■ Texto do documento
○ ○ ○ ○

Segundo Beatriz Galli, em entrevista ao portal Viomundo, o problema no SUS não é estrutura do pré-natal para as gestantes, o problema é que não há controle de qualidade do atendimento. “A MP 557, nesse sentido, não garante acesso a exames, diagnóstico oportuno, profissionais treinados em emergência obstétrica, transferência imediata e vaga para uma unidade de maior complexidade. Isso sim nos faria cumprir as metas do milênio e os outros acordos internacionais”.
Aliás, segundo Fátima Oliveira, o respeito às metas do milênio integrante da justificativa de medida não pode ignorar os outros compromissos assumidos pelo Brasil no âmbito da própria ONU e em outros acordos internacionais. Especialmente no que diz respeito à Conferência sobre População e Desenvolvimento, que aconteceu no Cairo, em 1994, há orientações claras sobre os conceitos relacionados à saúde e direitos reprodutivos e que fala de um assunto do qual a débil argumentação do Ministério tenta fugir: o abortamento inseguro como principal causa da mortalidade materna no Brasil.
A MP 557 não só não enfrenta o problema como empurrou um item muito presente em outros projetos de lei, conjunto integrante do “Estatuto do Nascituro”. O ponto de maior discussão do movimento feminista é o Artigo 19-J, que estabelece que “Os serviços de saúde públicos e privados ficam obrigados a garantir às gestantes e aos nascituros o direito ao pré-natal, parto, nascimento e puerpério seguros e humanizados”. Segundo Fátima Oliveira, ao dizer “garantir às gestantes e aos nascituros”, a medida deixa de considerar a mulher como sujeito das ações de saúde, principal beneficiária, e estabelece direitos para o nascituro.

○ ○ ○ ○

■ O que se espera
Dê continuidade ao texto sobre a MP 557 a partir da última frase apresentada. O material não é necessário para realizar a tarefa.

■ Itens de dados
○ ○ ○ ○

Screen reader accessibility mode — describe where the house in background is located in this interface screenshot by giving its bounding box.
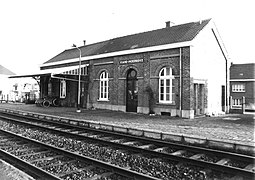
[229,63,255,113]
[9,19,228,118]
[0,65,39,102]
[0,65,15,102]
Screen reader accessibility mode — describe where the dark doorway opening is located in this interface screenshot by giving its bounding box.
[126,69,138,112]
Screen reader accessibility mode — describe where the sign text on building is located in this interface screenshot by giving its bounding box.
[120,59,143,64]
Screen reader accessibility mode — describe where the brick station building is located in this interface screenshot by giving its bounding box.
[11,19,228,118]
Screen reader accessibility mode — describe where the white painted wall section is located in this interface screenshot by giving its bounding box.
[190,22,226,114]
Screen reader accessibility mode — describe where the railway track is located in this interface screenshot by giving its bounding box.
[0,124,159,180]
[1,110,254,179]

○ ○ ○ ○

■ Resultado do exercício
Como lembra Beatriz Galli, o Supremo Tribunal Federal (STF) já se manifestou sobre a questão do nascituro, em maio de 2008, no julgamento histórico da Ação Direta de Inconstitucionalidade (ADI) 3.510, que liberou a pesquisa com células-tronco embrionárias no Brasil, o ministro-relator Ayres Brito:
O Direito infraconstitucional protege por modo variado cada etapa do desenvolvimento biológico do ser humano. Os momentos da vida humana anteriores ao nascimento devem ser objeto de proteção pelo direito comum. O embrião pré-implanto é um bem a ser protegido, mas não uma pessoa no sentido biográfico a que se refere à Constituição.” (ADI 3.510, Rel. Min. Ayres Britto, julgamento em 29-5-2008, Plenário, DJE de 28-5-2010.)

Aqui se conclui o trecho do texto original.